### Passage for review
╔══
Additionally, the researchers introduced the concept of self-eccentricity to capture how a user’s ideas deviate from their own previous posts. This metric provided insights into how individuals’ opinions evolve over time relative to their own historical perspectives.

The researchers found that ideas which deviated more significantly from the norm consistently received more likes across both datasets. This pattern held true regardless of the nature of the task or the platform, highlighting a general trend in social media behavior.

In the controlled experiments, where participants engaged in creating content like laptop marketing taglines or short stories, those contributions that were more unusual compared to the average submissions of the group attracted more attention and interaction.

The analysis of data from GAB, a platform with a user base known for extreme views, further strengthened the study’s conclusions. The findings from GAB mirrored those from the controlled experiments. Posts that were more eccentric—further away from the semantic center of discussion topics commonly found on the platform—garnered more likes. This was consistent across various discussion threads and topics, ranging from politics to more general interest subjects.

Sriniwas Pandey, a lecturer at Binghamton University, highlighted that the study he co-led demonstrated the necessity of more eccentric opinions for maintaining popularity on social media.

“If you want to get attention about anything, not even a political or religious subject, you will get attention if you say something that’s kind of extreme,” Pandey explained. “The more you see others sharing similar opinions, the more likely it will start cementing your belief in that particular direction.”
╚══
### Data excerpt
╔══
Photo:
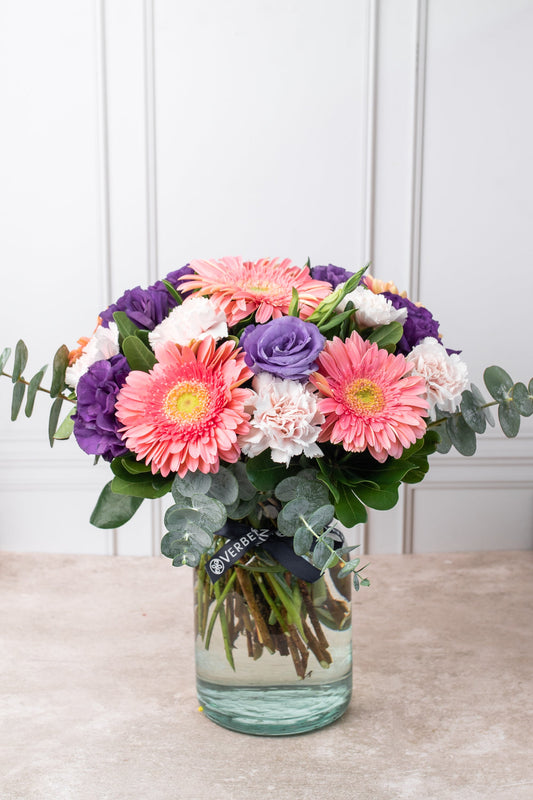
╚══
### Exercise set
a. In the passage on eccentric social media posts, what does self-eccentricity capture?
b. List every kind of response that the passage on eccentric social media posts says more eccentric content received.
c. Carry on the passage on eccentric social media posts from its last sentence.
The listing is not needed for any of this work.

### Responses by task
a. It captures how a user's ideas deviate from their own previous posts.

b. Likes, attention, interaction

c.
The researchers also found significant variations in self-eccentricity among users, indicating that people’s ideas often become more extreme or diverge more from their past ideas over time. This trend was particularly evident in the data from GAB, where users had a history of postings that could be analyzed for such patterns.

The findings suggest that individuals undergo personal shifts that may make them more receptive to or creators of more eccentric ideas over time. This has significant implications for how we understand the spread and adoption of extreme views, indicating that individual trajectories can also contribute to the polarization observed on social media platforms.

“This study draws a picture of how extreme ideas and opinions may spontaneously arise in society,” the researchers wrote. “Everyone wants to gain social acceptance and become popular and influential. As being eccentric in opinions helps attract neighbors’ attention, people start expressing out-of-center opinions. And as most of the social neighbors do the same, it would be difficult to notice that one’s opinions are becoming more eccentric compared to others.”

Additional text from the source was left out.